** Job **
Set down, word for word, the stretch of lines from the one containing "Look at the photo above. For each instance of the brown" to the end of the records below.

(Dataset records)

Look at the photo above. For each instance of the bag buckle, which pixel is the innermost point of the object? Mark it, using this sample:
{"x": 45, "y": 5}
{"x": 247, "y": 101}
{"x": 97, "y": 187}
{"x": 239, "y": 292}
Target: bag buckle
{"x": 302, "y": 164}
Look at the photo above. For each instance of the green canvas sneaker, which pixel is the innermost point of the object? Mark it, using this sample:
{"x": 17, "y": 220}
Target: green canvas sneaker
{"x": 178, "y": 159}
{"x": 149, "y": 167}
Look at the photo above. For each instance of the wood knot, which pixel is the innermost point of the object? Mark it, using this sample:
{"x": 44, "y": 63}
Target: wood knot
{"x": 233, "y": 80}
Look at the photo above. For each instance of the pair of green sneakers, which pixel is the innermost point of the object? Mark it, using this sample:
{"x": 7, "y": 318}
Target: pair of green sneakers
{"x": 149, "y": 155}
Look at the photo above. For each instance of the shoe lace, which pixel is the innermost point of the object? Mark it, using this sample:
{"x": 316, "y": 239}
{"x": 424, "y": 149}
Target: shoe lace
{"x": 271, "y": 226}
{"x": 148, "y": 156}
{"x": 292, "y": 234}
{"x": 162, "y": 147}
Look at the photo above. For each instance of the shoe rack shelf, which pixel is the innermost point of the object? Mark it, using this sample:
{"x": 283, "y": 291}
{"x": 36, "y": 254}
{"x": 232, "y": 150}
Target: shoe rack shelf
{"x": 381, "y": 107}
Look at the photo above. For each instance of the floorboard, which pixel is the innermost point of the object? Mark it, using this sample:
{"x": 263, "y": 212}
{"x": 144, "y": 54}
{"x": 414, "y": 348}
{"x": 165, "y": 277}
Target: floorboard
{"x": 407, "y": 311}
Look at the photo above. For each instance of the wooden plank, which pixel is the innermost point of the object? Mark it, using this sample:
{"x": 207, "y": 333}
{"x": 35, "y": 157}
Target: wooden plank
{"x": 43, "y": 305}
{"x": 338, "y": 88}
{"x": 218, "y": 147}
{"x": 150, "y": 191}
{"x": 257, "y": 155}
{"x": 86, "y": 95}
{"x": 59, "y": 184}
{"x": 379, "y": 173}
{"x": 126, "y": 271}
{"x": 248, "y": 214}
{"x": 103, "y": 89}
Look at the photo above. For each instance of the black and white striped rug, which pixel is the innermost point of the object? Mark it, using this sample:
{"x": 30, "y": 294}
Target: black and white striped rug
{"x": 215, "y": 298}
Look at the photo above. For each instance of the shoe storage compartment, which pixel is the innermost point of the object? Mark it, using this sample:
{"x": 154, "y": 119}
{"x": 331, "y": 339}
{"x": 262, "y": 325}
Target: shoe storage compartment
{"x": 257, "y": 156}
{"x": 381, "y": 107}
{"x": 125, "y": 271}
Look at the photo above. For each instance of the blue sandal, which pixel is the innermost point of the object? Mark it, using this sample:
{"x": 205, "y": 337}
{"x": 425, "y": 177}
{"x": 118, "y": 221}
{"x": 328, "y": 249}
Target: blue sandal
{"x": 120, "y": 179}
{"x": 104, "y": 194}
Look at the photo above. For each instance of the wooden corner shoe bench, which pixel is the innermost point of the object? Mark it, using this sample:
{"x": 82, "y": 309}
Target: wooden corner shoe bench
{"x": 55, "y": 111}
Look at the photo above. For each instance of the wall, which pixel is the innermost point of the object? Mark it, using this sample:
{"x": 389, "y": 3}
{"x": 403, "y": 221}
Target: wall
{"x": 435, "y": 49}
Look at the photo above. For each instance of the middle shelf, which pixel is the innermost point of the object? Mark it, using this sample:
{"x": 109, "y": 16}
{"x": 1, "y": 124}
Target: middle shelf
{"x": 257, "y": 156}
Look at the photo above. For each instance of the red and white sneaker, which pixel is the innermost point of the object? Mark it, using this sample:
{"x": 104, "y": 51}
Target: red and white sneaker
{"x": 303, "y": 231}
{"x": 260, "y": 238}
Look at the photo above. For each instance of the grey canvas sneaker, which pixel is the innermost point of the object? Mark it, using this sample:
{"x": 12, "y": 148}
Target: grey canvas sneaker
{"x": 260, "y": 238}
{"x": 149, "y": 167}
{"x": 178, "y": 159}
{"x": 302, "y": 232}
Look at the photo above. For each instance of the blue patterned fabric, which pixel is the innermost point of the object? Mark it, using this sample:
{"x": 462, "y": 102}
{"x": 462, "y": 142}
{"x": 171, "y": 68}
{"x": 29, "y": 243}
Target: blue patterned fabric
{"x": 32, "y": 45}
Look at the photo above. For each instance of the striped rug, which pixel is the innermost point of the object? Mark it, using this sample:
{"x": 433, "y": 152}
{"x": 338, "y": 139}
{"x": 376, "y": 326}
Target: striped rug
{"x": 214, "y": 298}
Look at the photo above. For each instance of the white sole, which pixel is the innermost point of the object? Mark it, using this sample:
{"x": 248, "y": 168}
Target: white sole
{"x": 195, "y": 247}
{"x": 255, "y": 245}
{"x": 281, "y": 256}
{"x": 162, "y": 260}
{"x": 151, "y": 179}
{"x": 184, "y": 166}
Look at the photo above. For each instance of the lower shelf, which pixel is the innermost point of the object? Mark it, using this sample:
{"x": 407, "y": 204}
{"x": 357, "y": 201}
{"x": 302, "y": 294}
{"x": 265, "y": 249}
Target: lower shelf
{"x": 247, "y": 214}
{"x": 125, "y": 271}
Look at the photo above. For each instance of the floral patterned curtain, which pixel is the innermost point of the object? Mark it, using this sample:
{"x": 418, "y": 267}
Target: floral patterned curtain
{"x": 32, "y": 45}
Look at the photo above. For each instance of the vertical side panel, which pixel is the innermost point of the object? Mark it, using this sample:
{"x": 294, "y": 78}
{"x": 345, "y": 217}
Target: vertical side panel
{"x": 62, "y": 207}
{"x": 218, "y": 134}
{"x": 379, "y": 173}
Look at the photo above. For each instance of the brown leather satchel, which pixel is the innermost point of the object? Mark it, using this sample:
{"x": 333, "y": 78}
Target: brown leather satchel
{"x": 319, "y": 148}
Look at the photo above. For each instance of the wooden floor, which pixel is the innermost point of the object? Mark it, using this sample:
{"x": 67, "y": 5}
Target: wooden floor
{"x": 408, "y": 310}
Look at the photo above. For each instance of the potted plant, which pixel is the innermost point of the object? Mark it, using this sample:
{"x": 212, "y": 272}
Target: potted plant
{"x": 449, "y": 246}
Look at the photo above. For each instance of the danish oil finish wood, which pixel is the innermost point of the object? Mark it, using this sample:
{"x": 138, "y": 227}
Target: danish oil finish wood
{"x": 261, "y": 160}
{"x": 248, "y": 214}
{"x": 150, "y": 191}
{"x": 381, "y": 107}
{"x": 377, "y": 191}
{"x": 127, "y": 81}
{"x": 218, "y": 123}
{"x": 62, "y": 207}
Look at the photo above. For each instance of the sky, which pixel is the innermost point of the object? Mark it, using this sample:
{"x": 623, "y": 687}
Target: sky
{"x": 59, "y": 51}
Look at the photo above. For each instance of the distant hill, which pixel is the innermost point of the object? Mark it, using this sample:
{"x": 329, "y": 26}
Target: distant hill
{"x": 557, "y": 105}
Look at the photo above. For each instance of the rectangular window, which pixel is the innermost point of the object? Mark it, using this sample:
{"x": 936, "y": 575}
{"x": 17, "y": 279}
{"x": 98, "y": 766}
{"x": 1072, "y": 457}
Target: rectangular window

** Written response **
Look at the photo above. For each instance of the brown leather satchel, which pixel is the innermost point of the object? Mark it, using this sample:
{"x": 333, "y": 78}
Target: brown leather satchel
{"x": 319, "y": 148}
Look at the photo above. For each instance of the wooden floor, which pixel is the innermost point of the object? Mark it, using this sample:
{"x": 67, "y": 5}
Target: wooden floor
{"x": 408, "y": 310}
Look at the photo above. For each instance of the potted plant, which pixel is the innermost point of the object? Mark it, using this sample:
{"x": 212, "y": 272}
Target: potted plant
{"x": 449, "y": 246}
Look at the photo above. For each instance of the danish oil finish wood, which pixel is the innermost point of the object? Mark it, using this sample:
{"x": 138, "y": 227}
Target: danish oil finish wood
{"x": 261, "y": 160}
{"x": 248, "y": 214}
{"x": 150, "y": 191}
{"x": 381, "y": 107}
{"x": 377, "y": 191}
{"x": 127, "y": 81}
{"x": 218, "y": 123}
{"x": 62, "y": 207}
Look at the photo above. For each instance of the sky, which pixel is the innermost point of the object? Mark it, using this sample:
{"x": 623, "y": 687}
Target: sky
{"x": 59, "y": 51}
Look at the photo above. For each instance of the distant hill, which pixel is the innermost point of the object? Mark it, using this sample:
{"x": 329, "y": 26}
Target: distant hill
{"x": 557, "y": 105}
Look at the photo above. For each instance of the rectangular window, which pixel is the innermost point of the object? Mark it, using this sample:
{"x": 936, "y": 575}
{"x": 17, "y": 279}
{"x": 98, "y": 766}
{"x": 1072, "y": 457}
Target: rectangular window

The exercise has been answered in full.